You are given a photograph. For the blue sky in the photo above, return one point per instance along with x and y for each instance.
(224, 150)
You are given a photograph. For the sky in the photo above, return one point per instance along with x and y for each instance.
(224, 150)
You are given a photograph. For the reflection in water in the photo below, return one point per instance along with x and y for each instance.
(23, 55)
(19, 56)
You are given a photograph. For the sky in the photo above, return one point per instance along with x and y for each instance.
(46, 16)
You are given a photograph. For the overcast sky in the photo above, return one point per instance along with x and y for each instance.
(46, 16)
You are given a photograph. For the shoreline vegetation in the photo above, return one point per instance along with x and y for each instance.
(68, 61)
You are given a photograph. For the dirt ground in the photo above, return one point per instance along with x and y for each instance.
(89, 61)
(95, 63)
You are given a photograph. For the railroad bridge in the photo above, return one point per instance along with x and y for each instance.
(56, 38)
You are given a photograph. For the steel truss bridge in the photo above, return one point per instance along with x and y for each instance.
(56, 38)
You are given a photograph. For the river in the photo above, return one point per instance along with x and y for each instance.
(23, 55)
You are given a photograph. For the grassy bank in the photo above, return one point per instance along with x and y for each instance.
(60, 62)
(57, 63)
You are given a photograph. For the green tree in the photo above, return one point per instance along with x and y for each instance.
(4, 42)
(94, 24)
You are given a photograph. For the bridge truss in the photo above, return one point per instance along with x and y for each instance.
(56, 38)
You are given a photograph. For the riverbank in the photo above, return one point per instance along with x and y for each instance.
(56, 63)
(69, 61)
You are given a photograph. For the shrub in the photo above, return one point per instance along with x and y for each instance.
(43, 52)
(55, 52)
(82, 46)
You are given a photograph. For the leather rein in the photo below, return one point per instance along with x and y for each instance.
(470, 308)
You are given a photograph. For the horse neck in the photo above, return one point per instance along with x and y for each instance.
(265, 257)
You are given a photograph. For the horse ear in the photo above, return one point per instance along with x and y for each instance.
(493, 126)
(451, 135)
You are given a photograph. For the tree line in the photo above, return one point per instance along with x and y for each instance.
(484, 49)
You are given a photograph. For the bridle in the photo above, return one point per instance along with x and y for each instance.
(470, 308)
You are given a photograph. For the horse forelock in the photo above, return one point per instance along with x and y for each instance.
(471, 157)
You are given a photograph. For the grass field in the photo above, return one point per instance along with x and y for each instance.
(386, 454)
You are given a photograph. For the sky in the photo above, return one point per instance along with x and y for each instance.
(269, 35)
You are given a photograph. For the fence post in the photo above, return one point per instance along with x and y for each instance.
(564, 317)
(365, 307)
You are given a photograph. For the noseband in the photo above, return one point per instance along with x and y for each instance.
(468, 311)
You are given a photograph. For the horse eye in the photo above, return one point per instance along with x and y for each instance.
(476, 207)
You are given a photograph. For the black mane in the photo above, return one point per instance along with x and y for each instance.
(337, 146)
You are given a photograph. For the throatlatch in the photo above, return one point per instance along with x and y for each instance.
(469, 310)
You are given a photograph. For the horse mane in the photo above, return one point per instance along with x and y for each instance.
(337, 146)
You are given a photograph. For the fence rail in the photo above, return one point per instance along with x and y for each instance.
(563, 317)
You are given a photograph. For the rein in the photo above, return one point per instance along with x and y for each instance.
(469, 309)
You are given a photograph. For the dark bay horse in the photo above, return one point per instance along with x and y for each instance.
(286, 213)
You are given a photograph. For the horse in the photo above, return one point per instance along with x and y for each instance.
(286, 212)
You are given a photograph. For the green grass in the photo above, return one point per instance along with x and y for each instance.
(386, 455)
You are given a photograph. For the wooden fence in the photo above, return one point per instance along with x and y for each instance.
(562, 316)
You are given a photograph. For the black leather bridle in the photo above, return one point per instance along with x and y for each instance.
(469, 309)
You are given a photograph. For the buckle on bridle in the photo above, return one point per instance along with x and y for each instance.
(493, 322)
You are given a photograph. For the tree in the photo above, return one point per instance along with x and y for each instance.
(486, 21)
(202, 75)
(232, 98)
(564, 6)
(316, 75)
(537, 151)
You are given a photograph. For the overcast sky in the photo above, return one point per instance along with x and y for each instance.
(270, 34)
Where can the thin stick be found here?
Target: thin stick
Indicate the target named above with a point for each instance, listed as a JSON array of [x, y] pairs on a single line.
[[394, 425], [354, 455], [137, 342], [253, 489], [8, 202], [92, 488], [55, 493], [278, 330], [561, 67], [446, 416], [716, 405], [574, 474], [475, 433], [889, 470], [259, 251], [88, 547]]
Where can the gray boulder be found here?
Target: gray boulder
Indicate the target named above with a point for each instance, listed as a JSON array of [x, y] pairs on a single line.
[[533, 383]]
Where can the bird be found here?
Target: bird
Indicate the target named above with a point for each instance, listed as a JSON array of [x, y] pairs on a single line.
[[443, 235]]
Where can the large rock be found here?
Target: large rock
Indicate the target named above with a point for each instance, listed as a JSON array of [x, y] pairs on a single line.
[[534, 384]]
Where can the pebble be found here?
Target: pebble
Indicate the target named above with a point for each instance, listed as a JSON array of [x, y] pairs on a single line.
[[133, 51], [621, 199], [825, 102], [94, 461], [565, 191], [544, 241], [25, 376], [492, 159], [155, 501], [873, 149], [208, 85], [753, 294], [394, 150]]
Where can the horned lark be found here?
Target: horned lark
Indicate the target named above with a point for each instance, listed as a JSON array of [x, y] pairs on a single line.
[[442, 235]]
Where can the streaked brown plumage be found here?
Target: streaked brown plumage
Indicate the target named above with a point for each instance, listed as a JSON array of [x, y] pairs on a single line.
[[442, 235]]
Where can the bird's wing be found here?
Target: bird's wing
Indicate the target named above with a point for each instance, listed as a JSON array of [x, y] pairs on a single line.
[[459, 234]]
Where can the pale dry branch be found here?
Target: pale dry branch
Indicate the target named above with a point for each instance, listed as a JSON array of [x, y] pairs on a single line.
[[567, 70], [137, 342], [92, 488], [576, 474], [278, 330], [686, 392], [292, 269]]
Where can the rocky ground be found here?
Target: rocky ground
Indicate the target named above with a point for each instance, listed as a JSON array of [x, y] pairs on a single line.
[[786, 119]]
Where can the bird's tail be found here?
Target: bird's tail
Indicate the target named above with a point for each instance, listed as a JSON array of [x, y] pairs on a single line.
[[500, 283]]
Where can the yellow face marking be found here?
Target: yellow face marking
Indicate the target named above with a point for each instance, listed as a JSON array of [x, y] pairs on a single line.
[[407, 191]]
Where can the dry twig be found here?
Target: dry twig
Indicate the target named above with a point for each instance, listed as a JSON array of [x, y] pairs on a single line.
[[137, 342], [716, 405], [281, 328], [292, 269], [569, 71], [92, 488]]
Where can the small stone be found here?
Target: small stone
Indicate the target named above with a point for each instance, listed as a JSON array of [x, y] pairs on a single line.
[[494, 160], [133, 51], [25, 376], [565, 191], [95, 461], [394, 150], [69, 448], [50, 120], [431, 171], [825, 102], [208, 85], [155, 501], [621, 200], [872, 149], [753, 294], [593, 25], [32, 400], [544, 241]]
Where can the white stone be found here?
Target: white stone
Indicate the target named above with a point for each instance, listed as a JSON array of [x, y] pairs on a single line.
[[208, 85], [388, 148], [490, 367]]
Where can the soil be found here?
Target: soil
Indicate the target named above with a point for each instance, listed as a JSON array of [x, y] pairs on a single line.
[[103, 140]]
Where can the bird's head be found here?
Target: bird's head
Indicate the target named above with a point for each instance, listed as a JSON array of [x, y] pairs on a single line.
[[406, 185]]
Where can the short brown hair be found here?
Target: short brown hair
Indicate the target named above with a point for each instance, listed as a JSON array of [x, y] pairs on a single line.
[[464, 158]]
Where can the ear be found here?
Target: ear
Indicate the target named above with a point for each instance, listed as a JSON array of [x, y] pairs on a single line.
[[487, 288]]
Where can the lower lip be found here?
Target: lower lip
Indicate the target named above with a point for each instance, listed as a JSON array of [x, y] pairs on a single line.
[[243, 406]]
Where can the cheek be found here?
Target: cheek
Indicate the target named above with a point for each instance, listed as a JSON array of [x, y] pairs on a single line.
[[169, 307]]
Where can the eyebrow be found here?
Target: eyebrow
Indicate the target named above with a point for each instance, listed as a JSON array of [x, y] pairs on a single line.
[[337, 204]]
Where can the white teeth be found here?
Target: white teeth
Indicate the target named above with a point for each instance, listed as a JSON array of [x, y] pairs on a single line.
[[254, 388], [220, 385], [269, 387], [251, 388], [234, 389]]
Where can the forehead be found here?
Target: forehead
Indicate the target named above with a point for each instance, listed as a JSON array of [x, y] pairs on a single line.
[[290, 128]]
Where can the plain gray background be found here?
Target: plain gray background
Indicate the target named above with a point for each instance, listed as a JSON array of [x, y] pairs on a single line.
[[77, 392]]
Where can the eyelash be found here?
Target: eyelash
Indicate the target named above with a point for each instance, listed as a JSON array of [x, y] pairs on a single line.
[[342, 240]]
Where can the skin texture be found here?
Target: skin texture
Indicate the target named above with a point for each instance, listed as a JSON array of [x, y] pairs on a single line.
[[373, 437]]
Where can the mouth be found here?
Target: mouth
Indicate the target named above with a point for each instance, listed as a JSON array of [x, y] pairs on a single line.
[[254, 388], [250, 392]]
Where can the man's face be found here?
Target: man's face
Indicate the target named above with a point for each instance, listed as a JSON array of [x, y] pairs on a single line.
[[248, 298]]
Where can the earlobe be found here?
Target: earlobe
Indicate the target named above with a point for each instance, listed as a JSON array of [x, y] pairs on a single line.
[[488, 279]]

---

In the entries above, find the line holding "Target: horned lark" and the line holding "Target: bird's tail"; print both of them and every line between, exactly, and nothing else.

TASK RESPONSE ▸
Target: horned lark
Indicate the target named above with a point for each instance, listed as a JSON array of [x, y] pairs on a single line.
[[442, 235]]
Where can the streaked brown plumage be found here?
Target: streaked brown plumage
Indicate the target named above with a point for each instance, listed as a JSON array of [x, y] pairs on a single line.
[[442, 235]]
Where can the bird's wing be found here?
Target: bird's wing
Indicate the target named above with a point for each instance, listed as a JSON array of [x, y] pairs on a single line.
[[459, 234]]
Where can the pale dry branch be found here?
Target: pale dry branch
Indicate the target named above with a point for each instance, listed as a JSON array of [x, y] pairs on a single line.
[[567, 70], [137, 342], [92, 488], [576, 474], [278, 330], [686, 392], [292, 269]]
Where can the rocky ground be found here?
Target: rocky ground
Indicate the target named above with a point for each instance, listed as a JSON array of [x, y] pairs on a single line.
[[786, 119]]
Where can the bird's tail be found here?
Target: bird's tail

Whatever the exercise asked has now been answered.